Problem statement: Find the line that contains "of the right". Repeat that line and all lines following it, exactly, through the end of the listing below.

Source records:
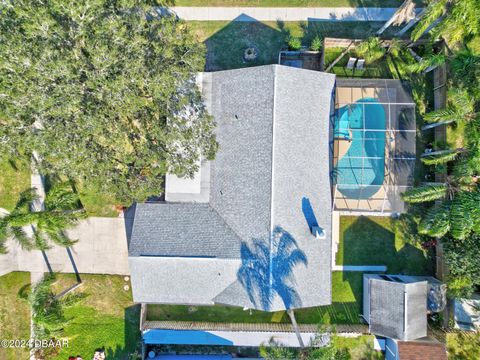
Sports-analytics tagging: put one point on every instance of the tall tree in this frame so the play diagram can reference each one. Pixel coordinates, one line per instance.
(451, 19)
(62, 211)
(104, 91)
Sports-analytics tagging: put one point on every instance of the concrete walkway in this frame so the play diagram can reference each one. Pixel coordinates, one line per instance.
(284, 14)
(101, 249)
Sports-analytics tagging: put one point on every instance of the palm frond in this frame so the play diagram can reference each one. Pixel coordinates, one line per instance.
(462, 101)
(440, 158)
(434, 11)
(430, 62)
(61, 197)
(436, 221)
(464, 214)
(424, 193)
(371, 49)
(447, 114)
(21, 237)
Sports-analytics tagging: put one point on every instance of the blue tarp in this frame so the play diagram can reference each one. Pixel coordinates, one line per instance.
(182, 337)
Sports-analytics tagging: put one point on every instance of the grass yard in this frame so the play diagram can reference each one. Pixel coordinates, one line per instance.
(14, 313)
(14, 178)
(381, 241)
(105, 318)
(97, 204)
(346, 292)
(359, 348)
(292, 3)
(226, 40)
(463, 345)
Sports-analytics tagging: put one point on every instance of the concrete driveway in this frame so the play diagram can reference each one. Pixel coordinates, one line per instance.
(101, 249)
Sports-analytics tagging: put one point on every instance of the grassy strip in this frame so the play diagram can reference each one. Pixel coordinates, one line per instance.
(360, 347)
(292, 3)
(14, 313)
(226, 41)
(106, 318)
(381, 241)
(14, 178)
(346, 292)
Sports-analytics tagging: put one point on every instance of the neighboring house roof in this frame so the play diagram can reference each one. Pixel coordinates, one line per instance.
(416, 350)
(397, 310)
(271, 176)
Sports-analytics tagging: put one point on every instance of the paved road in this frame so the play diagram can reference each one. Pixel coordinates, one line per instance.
(284, 14)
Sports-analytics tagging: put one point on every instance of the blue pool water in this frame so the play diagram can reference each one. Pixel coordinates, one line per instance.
(363, 166)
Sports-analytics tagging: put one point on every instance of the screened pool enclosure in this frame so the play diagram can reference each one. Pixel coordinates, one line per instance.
(373, 145)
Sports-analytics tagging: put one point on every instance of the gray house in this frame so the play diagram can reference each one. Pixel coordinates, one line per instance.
(253, 227)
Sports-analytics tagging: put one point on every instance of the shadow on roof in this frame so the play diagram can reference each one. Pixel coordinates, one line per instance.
(263, 284)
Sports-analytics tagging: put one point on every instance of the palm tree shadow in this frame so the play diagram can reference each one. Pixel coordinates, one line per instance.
(267, 270)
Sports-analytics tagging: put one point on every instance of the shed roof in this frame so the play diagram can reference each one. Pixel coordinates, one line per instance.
(271, 176)
(398, 310)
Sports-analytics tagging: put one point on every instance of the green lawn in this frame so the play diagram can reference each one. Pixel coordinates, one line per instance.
(359, 348)
(14, 313)
(381, 241)
(292, 3)
(463, 345)
(97, 204)
(346, 293)
(14, 178)
(376, 69)
(106, 318)
(226, 41)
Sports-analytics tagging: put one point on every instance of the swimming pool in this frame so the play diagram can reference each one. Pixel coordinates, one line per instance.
(362, 168)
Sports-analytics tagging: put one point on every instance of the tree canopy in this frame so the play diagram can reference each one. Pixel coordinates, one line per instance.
(104, 91)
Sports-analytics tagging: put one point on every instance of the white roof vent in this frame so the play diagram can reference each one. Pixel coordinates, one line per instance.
(318, 232)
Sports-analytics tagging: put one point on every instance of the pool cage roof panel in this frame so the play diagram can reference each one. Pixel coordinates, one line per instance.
(374, 143)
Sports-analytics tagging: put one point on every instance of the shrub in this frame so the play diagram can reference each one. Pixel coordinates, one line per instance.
(294, 44)
(371, 49)
(316, 44)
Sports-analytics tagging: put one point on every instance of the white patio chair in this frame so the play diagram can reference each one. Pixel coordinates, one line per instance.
(351, 63)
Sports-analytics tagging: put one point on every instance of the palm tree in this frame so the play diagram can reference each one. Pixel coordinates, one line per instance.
(460, 108)
(440, 157)
(404, 13)
(425, 193)
(458, 216)
(452, 19)
(62, 211)
(427, 64)
(371, 49)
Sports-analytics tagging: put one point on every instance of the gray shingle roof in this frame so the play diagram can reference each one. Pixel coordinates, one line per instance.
(182, 230)
(398, 310)
(272, 169)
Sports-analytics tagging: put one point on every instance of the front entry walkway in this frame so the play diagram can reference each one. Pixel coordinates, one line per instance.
(283, 14)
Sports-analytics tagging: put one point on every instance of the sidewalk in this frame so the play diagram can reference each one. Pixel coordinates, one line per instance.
(283, 14)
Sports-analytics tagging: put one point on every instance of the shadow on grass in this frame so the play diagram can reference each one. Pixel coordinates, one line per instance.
(132, 337)
(225, 48)
(368, 242)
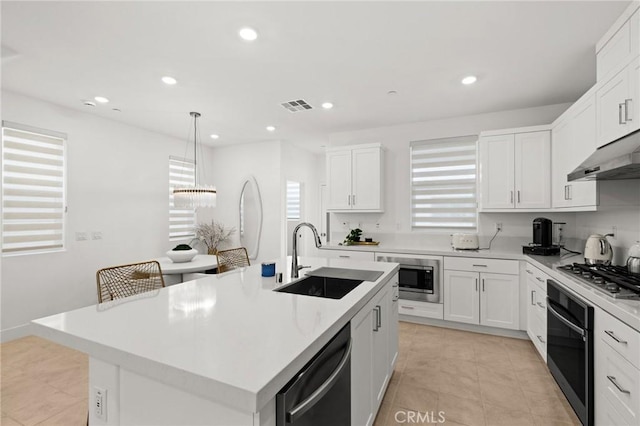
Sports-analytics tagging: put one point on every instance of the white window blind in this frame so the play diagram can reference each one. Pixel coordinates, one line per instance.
(33, 189)
(182, 221)
(293, 200)
(443, 183)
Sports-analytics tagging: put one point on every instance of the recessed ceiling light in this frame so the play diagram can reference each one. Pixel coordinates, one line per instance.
(469, 79)
(248, 34)
(169, 80)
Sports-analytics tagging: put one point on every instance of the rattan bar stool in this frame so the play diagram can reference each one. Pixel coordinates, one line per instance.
(232, 259)
(121, 281)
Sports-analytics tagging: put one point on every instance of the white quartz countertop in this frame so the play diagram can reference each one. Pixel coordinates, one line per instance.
(226, 337)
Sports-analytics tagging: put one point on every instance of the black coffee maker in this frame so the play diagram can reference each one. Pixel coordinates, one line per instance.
(542, 237)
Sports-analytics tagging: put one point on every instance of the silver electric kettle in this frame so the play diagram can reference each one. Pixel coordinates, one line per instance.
(598, 251)
(633, 261)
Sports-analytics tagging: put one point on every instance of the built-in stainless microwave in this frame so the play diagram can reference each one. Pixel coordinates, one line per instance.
(418, 277)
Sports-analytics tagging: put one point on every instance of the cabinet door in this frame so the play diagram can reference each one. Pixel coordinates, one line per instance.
(533, 170)
(339, 180)
(461, 296)
(380, 348)
(561, 161)
(583, 143)
(497, 172)
(532, 297)
(610, 100)
(366, 179)
(361, 368)
(393, 319)
(499, 300)
(633, 113)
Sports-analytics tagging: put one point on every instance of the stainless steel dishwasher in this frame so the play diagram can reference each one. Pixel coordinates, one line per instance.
(320, 394)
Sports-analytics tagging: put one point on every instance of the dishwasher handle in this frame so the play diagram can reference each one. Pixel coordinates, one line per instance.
(317, 395)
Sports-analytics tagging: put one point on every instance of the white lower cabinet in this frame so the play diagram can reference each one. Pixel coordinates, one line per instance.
(374, 334)
(537, 309)
(482, 298)
(617, 371)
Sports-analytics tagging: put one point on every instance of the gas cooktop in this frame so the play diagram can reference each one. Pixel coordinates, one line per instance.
(615, 281)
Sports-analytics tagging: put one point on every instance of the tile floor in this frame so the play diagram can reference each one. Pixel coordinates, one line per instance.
(474, 379)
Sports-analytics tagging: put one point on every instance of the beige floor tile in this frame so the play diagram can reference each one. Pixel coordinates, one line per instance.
(74, 415)
(511, 398)
(461, 410)
(500, 416)
(468, 369)
(5, 420)
(497, 376)
(412, 397)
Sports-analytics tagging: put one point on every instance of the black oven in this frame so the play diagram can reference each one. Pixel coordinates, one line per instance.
(418, 278)
(570, 348)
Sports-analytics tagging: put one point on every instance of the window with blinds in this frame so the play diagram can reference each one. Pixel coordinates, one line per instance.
(293, 200)
(182, 222)
(443, 183)
(33, 189)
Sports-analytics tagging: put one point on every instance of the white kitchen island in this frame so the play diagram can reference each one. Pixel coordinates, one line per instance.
(215, 350)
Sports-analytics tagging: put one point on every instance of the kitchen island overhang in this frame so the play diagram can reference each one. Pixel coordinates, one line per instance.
(227, 338)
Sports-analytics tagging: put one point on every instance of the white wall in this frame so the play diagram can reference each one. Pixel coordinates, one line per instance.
(396, 139)
(117, 183)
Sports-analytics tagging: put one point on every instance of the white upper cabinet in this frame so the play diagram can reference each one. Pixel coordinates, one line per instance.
(620, 45)
(618, 92)
(573, 138)
(617, 103)
(354, 176)
(515, 170)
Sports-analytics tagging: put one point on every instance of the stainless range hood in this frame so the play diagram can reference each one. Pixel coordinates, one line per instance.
(618, 160)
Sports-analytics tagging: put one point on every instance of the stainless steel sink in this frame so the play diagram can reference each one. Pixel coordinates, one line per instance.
(346, 273)
(327, 287)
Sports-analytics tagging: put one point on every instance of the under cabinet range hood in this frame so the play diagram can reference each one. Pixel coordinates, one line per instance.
(617, 160)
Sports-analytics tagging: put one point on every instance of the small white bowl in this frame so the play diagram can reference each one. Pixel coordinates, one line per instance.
(182, 256)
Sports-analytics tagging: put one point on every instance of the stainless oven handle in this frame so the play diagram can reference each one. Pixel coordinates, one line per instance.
(313, 399)
(565, 321)
(615, 383)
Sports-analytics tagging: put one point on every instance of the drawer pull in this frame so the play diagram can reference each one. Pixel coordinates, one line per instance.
(615, 383)
(614, 337)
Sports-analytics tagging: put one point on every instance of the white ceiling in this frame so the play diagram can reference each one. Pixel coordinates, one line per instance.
(525, 54)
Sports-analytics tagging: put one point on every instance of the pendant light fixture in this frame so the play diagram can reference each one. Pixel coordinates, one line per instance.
(197, 195)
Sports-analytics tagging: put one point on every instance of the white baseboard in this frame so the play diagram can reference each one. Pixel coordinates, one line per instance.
(517, 334)
(15, 333)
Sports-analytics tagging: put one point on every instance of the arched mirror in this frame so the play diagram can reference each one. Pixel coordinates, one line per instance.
(250, 216)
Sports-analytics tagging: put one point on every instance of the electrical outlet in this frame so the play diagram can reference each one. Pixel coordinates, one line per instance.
(100, 403)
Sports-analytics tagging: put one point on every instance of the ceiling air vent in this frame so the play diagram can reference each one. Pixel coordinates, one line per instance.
(296, 106)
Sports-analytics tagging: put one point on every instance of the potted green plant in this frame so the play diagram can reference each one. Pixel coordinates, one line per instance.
(353, 236)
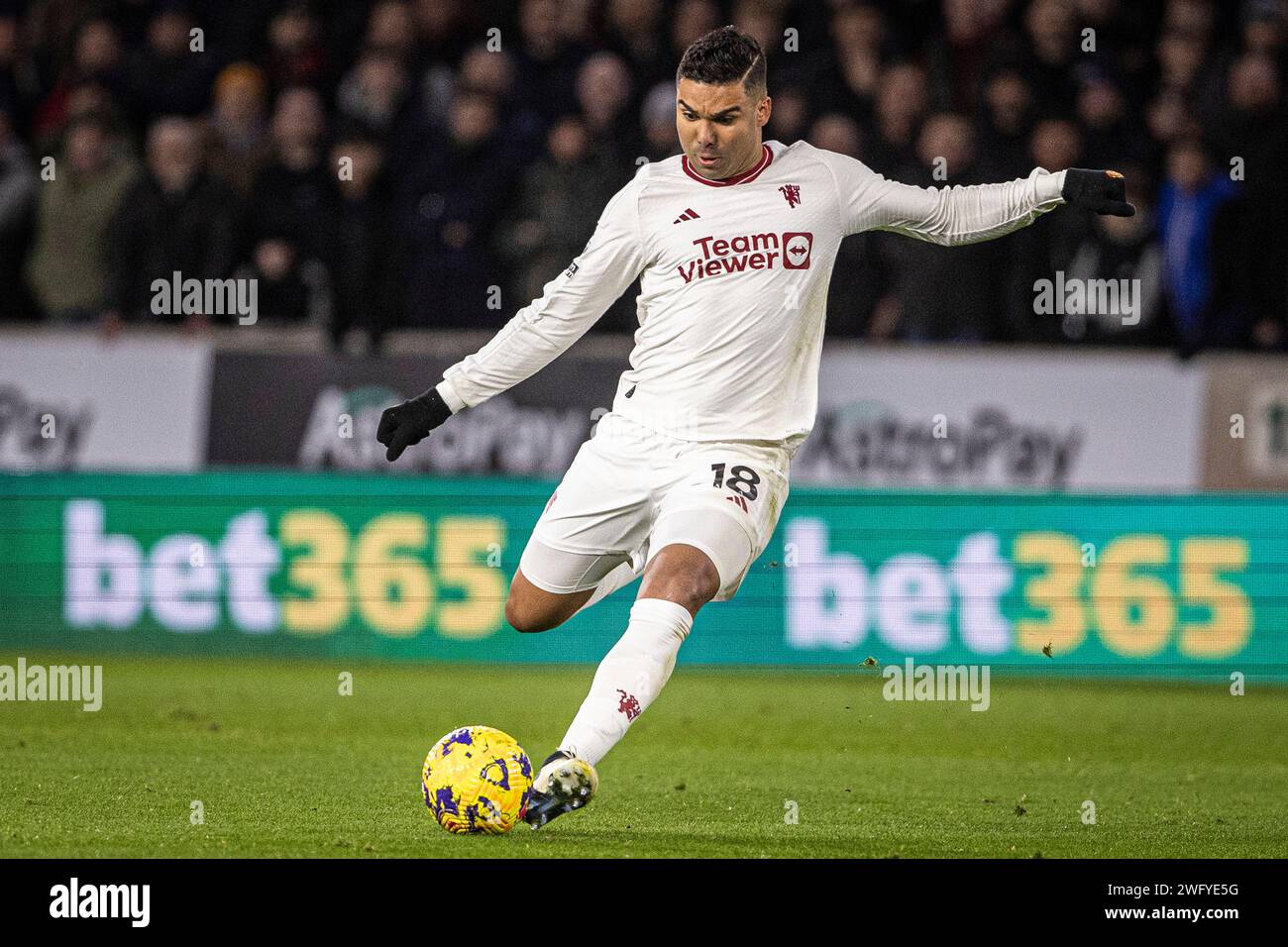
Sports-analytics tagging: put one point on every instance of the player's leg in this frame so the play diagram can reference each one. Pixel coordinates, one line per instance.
(708, 532)
(590, 538)
(698, 554)
(678, 581)
(529, 607)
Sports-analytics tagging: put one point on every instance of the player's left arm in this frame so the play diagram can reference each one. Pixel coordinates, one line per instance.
(970, 213)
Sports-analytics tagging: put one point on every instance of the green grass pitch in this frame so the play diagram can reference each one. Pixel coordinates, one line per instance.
(283, 766)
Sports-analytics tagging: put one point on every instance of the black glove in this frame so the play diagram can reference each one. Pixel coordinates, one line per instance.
(410, 423)
(1104, 192)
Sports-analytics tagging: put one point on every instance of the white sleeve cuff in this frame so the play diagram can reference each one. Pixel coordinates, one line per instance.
(447, 390)
(1048, 185)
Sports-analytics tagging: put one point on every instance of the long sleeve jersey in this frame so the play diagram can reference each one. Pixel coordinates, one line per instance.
(733, 285)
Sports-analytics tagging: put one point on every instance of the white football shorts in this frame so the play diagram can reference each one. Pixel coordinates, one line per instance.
(631, 489)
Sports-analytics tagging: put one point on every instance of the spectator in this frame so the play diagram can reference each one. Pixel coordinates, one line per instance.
(290, 287)
(557, 208)
(166, 76)
(17, 198)
(1005, 127)
(634, 31)
(374, 90)
(603, 97)
(1190, 204)
(1250, 134)
(175, 218)
(451, 209)
(902, 101)
(97, 58)
(362, 262)
(292, 196)
(65, 269)
(657, 118)
(237, 145)
(295, 54)
(548, 60)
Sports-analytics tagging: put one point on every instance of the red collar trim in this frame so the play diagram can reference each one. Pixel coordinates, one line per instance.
(745, 178)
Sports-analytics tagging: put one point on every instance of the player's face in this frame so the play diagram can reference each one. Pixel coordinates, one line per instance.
(719, 127)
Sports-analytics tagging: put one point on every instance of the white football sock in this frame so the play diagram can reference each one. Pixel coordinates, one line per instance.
(629, 678)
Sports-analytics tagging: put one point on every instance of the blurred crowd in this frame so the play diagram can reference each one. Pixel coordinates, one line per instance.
(380, 163)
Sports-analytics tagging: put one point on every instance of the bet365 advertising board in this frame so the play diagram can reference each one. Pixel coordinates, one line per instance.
(417, 569)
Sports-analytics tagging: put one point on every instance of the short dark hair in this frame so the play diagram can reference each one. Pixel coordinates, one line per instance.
(725, 55)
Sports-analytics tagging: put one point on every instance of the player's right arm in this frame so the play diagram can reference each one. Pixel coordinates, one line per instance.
(966, 214)
(570, 304)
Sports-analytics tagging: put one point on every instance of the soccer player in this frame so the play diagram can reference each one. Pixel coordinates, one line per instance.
(683, 482)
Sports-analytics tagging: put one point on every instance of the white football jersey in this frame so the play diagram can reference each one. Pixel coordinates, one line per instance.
(733, 285)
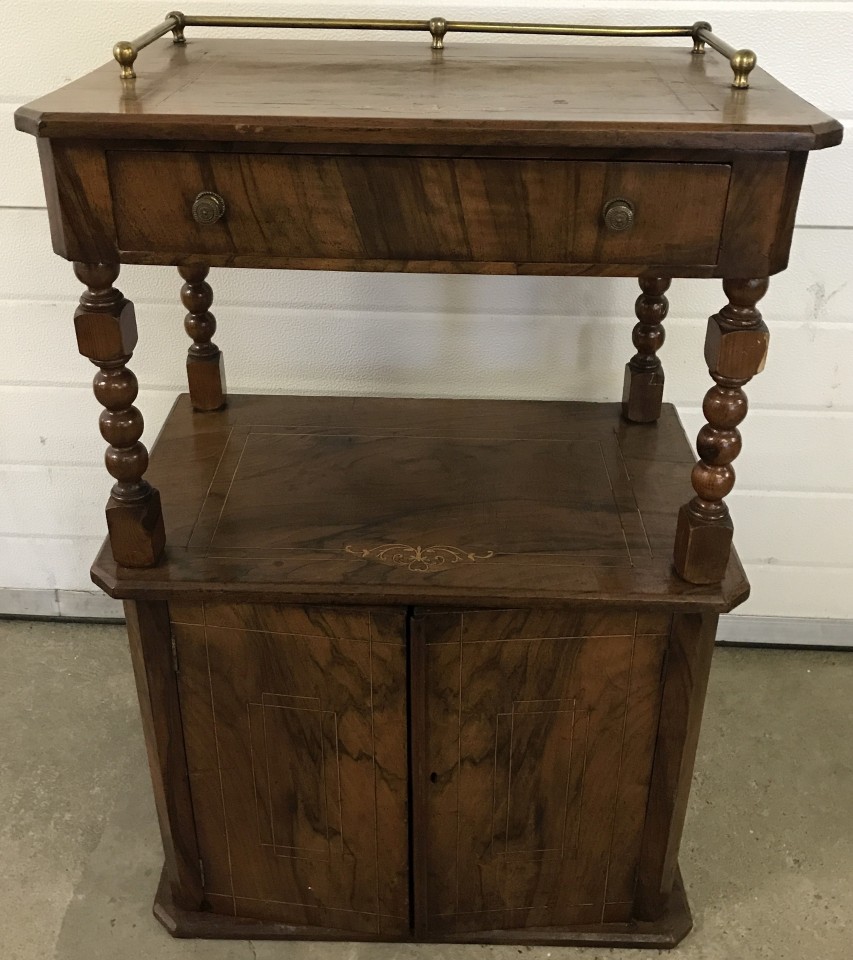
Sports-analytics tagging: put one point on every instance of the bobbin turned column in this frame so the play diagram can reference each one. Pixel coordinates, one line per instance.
(106, 334)
(735, 350)
(642, 394)
(205, 363)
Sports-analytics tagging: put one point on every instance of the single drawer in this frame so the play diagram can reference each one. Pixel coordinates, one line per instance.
(418, 208)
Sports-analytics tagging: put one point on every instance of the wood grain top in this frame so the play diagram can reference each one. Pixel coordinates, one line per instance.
(319, 499)
(497, 94)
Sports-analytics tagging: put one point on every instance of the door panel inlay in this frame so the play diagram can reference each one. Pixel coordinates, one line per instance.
(295, 728)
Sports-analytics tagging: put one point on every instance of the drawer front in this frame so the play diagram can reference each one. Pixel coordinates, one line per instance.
(420, 208)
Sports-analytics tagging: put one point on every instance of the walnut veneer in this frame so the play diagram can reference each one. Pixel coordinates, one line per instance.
(423, 669)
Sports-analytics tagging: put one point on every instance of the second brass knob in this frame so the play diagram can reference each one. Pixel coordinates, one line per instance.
(208, 207)
(618, 215)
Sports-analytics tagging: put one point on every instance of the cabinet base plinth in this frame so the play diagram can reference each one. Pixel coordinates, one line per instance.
(662, 934)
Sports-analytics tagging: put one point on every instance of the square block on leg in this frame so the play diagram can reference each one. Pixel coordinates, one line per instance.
(642, 394)
(702, 547)
(206, 379)
(735, 352)
(137, 534)
(104, 337)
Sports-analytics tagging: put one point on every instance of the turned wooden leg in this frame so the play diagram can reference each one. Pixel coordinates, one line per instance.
(642, 393)
(106, 334)
(205, 364)
(735, 350)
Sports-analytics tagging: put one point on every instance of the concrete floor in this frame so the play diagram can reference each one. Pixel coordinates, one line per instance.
(767, 853)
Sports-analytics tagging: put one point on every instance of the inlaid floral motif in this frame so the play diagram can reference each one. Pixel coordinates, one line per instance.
(418, 559)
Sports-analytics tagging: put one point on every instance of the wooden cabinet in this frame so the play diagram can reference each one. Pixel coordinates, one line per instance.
(424, 669)
(377, 772)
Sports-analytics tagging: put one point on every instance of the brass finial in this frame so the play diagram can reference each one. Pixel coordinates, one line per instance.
(178, 29)
(438, 28)
(698, 39)
(125, 54)
(743, 63)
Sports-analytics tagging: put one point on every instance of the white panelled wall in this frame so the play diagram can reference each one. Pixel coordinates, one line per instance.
(547, 338)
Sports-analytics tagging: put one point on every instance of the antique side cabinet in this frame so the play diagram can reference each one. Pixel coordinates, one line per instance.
(423, 669)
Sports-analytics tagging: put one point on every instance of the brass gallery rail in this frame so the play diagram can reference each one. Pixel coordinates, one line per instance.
(742, 61)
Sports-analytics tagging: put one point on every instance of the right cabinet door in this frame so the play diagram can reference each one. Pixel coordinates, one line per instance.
(538, 736)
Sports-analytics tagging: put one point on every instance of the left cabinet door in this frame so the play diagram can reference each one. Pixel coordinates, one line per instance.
(295, 728)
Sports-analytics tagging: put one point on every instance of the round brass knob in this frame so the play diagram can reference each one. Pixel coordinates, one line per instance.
(618, 215)
(208, 207)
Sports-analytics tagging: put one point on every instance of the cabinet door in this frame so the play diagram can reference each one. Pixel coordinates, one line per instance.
(539, 736)
(295, 728)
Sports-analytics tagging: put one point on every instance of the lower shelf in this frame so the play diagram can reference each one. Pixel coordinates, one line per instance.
(486, 502)
(662, 934)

Solution to this problem:
Sports-analytics tagging: put one point on every instance of the right cabinet door in this frame so the play diagram can reference each one. Pixel coordinates, one line per instance.
(538, 736)
Sports-analytics tagging: put one point on every instance of the left cabinet door in this frame so the play diagram can reference each one. Pixel coordinates, one line per instance.
(295, 728)
Sports-analytics tagging: put one point on every instance of the round brass knob in this frame so the play diagram can reference each one. Pixel coordinates, one line per instance.
(618, 215)
(208, 207)
Sports-analytics tagging: put one point on every instance of the cabinet door in this frame so the play diagram can reference each one. Pixel coordinates, one line per instance.
(539, 736)
(295, 728)
Sports-analytics tagging: put one point on every instance of the lower shelf in this frame so the play diagram can reference each one. Pixel coordinates, one line per instance.
(486, 502)
(662, 934)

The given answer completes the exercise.